--- Request ---
Reproduce all of the records below word for word, leaving out the pictures.

[Recorded data]
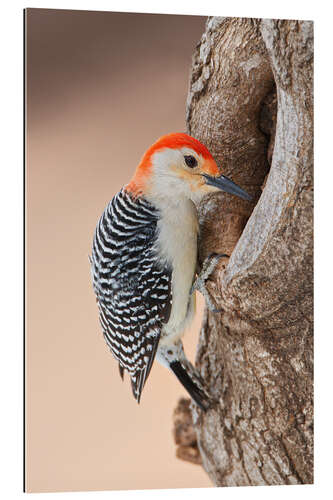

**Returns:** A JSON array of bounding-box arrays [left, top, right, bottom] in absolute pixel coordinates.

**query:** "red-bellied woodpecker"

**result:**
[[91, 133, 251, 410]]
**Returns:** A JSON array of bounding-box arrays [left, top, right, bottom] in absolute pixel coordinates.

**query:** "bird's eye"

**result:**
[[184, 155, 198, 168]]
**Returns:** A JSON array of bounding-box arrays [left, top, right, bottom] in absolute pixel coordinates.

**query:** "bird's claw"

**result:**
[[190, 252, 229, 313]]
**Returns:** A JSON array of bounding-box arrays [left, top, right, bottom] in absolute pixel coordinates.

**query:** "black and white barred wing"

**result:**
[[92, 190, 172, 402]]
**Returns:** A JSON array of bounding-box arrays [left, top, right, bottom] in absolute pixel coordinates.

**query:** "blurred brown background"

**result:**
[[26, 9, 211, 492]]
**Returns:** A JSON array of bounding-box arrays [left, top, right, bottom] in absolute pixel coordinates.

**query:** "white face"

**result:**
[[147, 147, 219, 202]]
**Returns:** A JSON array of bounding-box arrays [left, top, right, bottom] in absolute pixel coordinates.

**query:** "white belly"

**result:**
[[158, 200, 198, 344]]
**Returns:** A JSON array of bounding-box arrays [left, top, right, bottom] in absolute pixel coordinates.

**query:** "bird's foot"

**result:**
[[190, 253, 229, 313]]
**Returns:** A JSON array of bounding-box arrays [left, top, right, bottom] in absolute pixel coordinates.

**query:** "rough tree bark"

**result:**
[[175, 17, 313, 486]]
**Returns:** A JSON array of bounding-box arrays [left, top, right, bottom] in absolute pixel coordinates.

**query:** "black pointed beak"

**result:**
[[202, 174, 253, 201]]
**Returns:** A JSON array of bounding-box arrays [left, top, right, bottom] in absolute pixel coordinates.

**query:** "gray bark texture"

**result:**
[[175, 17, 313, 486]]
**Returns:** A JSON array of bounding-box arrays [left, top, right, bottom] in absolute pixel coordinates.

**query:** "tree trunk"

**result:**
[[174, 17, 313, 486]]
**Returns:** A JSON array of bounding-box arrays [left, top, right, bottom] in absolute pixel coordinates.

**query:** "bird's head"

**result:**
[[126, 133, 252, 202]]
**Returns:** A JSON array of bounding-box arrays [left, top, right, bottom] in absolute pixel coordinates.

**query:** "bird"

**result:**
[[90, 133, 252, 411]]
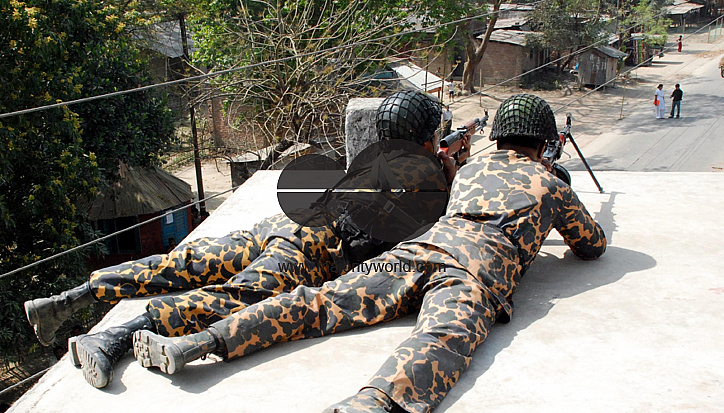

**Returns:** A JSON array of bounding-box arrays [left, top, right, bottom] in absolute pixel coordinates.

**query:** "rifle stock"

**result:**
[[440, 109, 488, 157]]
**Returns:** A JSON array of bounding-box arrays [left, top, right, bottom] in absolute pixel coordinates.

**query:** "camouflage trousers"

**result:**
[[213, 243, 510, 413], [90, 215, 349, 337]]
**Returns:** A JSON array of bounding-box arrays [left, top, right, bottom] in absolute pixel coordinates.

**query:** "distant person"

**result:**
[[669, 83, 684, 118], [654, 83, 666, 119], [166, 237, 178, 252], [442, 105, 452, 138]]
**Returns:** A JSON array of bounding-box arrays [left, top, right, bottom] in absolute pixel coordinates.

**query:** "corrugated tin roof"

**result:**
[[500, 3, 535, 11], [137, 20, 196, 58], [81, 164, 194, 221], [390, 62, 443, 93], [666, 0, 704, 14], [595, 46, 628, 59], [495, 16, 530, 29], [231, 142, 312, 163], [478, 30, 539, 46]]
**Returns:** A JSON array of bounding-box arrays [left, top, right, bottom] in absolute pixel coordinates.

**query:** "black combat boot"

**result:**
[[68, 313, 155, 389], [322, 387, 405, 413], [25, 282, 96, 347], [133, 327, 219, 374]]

--- Response for this exercise ---
**Returns:** A JSON array of bounding-box arrays [left, top, right, bottom] in absolute pixel coordinates.

**query:** "red-bellied woodpecker"

**result:**
[[91, 133, 251, 410]]
**Returns:** A JSON array of bounding-box arrays [left, top, right, bottom] in absolute pixel coordinates.

**query:** "bird's eye"

**result:**
[[184, 155, 198, 168]]
**Returns:** A JSON array of bounding-box arrays [left, top, right, bottom] in absolute pixel coordinates.

**query:** "bird's claw"

**result:**
[[190, 252, 229, 313]]
**Returns:** A JSON array of bounding-box arrays [left, top, right, bottom] in absolute pixel coordinates.

**query:** "black and white barred wing"

**result:**
[[92, 190, 172, 402]]
**Returns:** A JSON array of bounding-box arrays [left, top, right, bottom] in absolute pixel coordinates.

**query:** "blurred brown background"

**result:**
[[26, 9, 211, 492]]
**Returns:** A JSON array of bounding-box arrays [left, top, right, bottom] in absolute pixel coordinates.

**query:** "white face"

**result:**
[[147, 147, 219, 202]]
**Returns:** A JSON array of bounding-box arrays [left, top, right, bottom] in absolute pixel coordinates.

**query:** "white belly"

**result:**
[[158, 200, 198, 344]]
**Returns:** A JSON array of bounding-box arrays [left, top, right, bottom] in absolute pixel coordinates.

**query:** "bird's foot"

**result:**
[[190, 253, 229, 313]]
**Returns:** A JSON array of bounding-box arrays [left, top, right, bottom] in absolute pixel coordinates.

**query:** "rough tree bark"

**result:**
[[175, 17, 313, 486]]
**Returns:** A JSON array of bounding-box arrays [left, top, right, bottom] in absolute pixel coordinates.

**query:** "black pointed beak"

**result:**
[[202, 174, 253, 201]]
**Returns:** A JSON array of bounding-box arrays [left, top, right, bottom] in absolute pixel coordinates.

**query:** "gray bark texture"

**result:**
[[175, 17, 313, 486]]
**Returns:** A JSON array of bounding-box arrays [left, top, right, bottom] in absolute pixel coordinates.

**query:** "tree trunk"

**result:**
[[174, 17, 313, 486]]
**Returns:** A JSON array of bounding-box arrays [left, top, right, bottom] in absolute pixel coordinates.

**query:** "bird's head"

**result:**
[[126, 133, 252, 202]]
**Returns:** A JSON array of bounding-box arrays [left, top, right, bottom] in absolute pixel coordinates.

**query:** "bird"

**result:**
[[90, 133, 252, 411]]

**Returns:** A JSON array of bounding-box arrays [left, top, right, bottom] in absolute pixel coordinates.

**query:** "rifle stock"

**result:**
[[440, 109, 488, 157]]
**Returns:** A JSON array of bounding-box arrays [left, top, right, bottom] in absolute pixel coordinates.

**query:** "camouflage trousers"

**result:**
[[213, 243, 510, 413], [90, 215, 349, 337]]
**Returns:** A JSON array of bounding-box arrays [left, top, right, bottom] in absolute pixel coordinates.

**query:** "distant person"

**result:**
[[669, 83, 684, 118], [654, 83, 666, 119], [166, 237, 178, 252], [442, 105, 452, 138]]
**Returns:** A JSON array of bounding-box arrays [left, top, right, bottom] in absolute pixel coordinates.

**query:** "corrugated tin roof"

**result:**
[[500, 3, 535, 11], [137, 20, 196, 58], [81, 164, 194, 221], [390, 62, 443, 93], [666, 0, 704, 14], [595, 46, 628, 59], [495, 16, 530, 29], [231, 142, 312, 163], [478, 30, 539, 46]]
**Returns:** A JSON array of bounding-box arrays [left, top, right, bottom] in absolute pixel coordinates.

**query:** "black combat boot"

**result:**
[[68, 313, 155, 389], [322, 387, 405, 413], [25, 282, 96, 347], [133, 327, 219, 374]]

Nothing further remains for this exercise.